* **LISTING**:
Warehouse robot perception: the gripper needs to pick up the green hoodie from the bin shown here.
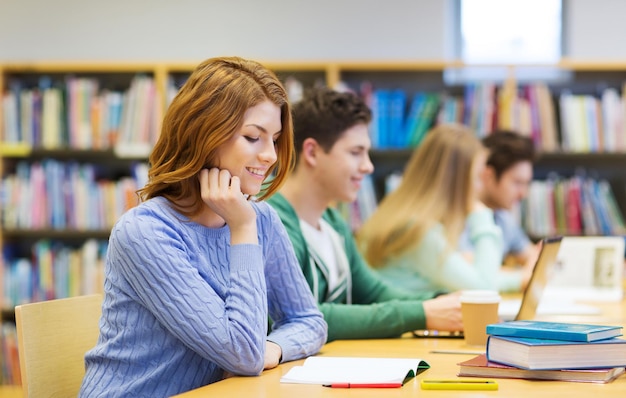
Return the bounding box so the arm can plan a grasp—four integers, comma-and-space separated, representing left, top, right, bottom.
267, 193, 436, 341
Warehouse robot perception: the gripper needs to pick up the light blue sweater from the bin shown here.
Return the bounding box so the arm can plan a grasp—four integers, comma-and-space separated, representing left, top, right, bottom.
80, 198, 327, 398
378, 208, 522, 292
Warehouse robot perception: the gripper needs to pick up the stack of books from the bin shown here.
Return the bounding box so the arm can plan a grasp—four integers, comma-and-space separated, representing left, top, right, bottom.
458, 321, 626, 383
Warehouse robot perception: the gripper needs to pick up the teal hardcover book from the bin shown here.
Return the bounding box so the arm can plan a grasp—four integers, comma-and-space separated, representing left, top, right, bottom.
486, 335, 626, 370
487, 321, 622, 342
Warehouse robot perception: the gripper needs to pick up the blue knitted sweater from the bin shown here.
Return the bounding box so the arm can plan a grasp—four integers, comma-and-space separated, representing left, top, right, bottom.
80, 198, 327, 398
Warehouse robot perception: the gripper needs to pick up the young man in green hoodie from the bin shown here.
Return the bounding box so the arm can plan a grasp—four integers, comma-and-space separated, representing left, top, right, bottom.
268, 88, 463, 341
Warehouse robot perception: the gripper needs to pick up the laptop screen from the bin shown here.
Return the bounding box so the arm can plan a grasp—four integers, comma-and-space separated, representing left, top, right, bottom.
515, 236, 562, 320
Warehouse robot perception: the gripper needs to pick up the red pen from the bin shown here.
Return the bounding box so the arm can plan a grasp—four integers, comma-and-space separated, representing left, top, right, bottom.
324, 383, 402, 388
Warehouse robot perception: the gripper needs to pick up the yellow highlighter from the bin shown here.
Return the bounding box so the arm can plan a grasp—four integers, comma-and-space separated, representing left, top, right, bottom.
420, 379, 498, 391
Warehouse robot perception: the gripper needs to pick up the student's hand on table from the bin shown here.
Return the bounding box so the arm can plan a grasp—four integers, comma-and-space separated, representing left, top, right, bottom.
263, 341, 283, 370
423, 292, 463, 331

* **SET EXERCISE**: Update all of the data above so that each "gripper" becomes "end effector", with nothing else altered. Omit the pictures from your answer.

* **FINISHED TASK**:
Warehouse robot perception: the end effector needs to pick up the green hoodie from the bin shown here.
Return the bounding box so the arm can plan a grasp—four integers, comma-and-space separated, representing left, top, right, bottom.
267, 193, 436, 341
Warehouse robot perception: the end effector needs to pick up the light blue sweater from the bin shown here.
Return the bounding box so the arm can plan a grasp—four integers, comma-and-space separated, representing left, top, right, bottom.
80, 198, 327, 398
378, 208, 522, 292
Warehouse robot perception: the end effector needs to pick up the stack of books from the bin shown here.
Return the bounding box so the arm can plan a grasp—four integers, comma-and-space separated, representing left, top, right, bottom.
458, 321, 626, 383
Warehouse robot perception: the end effector needs to pick up the teal hardcover book from the bin shown here.
Return the bounding box so the arm can plan a grasp—four integers, comma-and-space separated, representing left, top, right, bottom.
486, 335, 626, 370
487, 321, 622, 342
Warehouse robot perception: the end effector needs to pick up the blue knitted sweater from the bin shown here.
Return the bounding box so the arm can plan a grasp—four integers, comma-and-space separated, representing left, top, right, bottom.
80, 198, 327, 398
Warehouse robot perception: the end effector needs to pick up the young man in green hoodie from the bin shown here.
Return the bounding box so the arm can plan a grasp—four integers, comma-and-space separated, representing left, top, right, bottom.
268, 88, 463, 341
Warehouse robot perception: the end effector needs to pick up the laptop screen from the bin shown here.
Return the bounding box so the arm can plan a grasp—four integers, comma-and-space separated, representing left, top, right, bottom.
515, 236, 562, 320
Warehouse robot perception: the end effector needs to pick up the red pen from the bin shown here.
Return the bounding box so the arm can plan a grasp—four integers, comma-and-space separated, representing left, top, right, bottom.
324, 383, 402, 388
Warehouse robot perception: the end effector needs to pick up the yellow highlighter from the bin shown here.
Return the bounding box so the arm can plan a grasp—four integers, comma-and-space separated, representing left, top, right, bottom.
420, 379, 498, 391
Warehouse robot perception: the end effector needs to pick up the student's hand on table from the bin shown here.
Return the bounding box so the arm can plan a grasp—four integers, comma-and-space separated, representing left, top, right, bottom.
263, 341, 283, 370
423, 292, 463, 331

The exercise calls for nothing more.